▶ Exercise details: Pick out every line in the entries below that contains the word "post". Copy each of those lines.

Region labeling records:

>> START

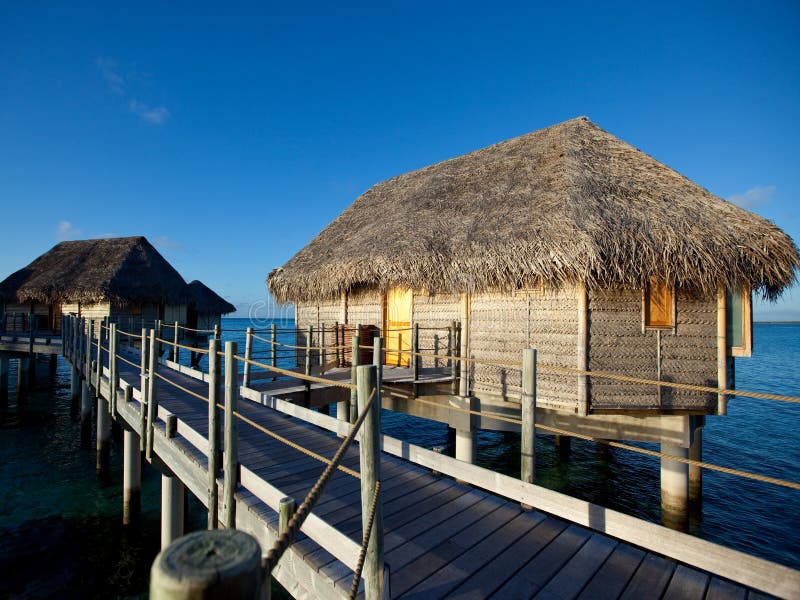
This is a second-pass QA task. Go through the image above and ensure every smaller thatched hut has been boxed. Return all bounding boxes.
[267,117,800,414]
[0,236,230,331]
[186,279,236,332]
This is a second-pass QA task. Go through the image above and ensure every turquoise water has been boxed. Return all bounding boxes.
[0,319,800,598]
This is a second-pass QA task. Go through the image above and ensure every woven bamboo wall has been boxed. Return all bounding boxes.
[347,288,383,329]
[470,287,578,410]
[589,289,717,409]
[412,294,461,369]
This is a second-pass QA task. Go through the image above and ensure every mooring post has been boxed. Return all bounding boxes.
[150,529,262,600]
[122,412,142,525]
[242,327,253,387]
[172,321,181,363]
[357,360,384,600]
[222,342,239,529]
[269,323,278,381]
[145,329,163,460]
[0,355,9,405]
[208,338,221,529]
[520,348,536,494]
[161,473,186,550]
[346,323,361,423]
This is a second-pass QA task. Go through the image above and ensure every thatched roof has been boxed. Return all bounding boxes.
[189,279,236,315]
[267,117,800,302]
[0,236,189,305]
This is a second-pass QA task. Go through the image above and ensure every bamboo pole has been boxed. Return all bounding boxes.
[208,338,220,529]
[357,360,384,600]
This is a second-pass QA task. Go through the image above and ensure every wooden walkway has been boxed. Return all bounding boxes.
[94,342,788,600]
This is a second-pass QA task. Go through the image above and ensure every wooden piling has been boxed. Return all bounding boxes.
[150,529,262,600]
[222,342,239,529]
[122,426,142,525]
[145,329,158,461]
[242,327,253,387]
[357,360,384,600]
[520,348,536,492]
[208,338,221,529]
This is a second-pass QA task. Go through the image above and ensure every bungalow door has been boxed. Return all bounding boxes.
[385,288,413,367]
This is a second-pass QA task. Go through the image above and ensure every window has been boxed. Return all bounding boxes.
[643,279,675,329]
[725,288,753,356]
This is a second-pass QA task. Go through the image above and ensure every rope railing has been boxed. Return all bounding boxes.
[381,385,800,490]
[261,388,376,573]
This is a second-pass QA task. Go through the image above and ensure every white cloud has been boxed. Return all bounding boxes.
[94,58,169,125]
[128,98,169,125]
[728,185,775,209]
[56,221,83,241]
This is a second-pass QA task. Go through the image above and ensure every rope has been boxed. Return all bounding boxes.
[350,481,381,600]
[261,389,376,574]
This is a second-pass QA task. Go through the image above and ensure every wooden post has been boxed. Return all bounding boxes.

>> END

▶ The solution:
This is a second-pass QA task. Go through the image above and ensure every mooring post has been boxed. Return all bounding boxes.
This is a second-pass QA task. Go through the image above and ensure every wooden post has been boxed. Return all bounding boxes.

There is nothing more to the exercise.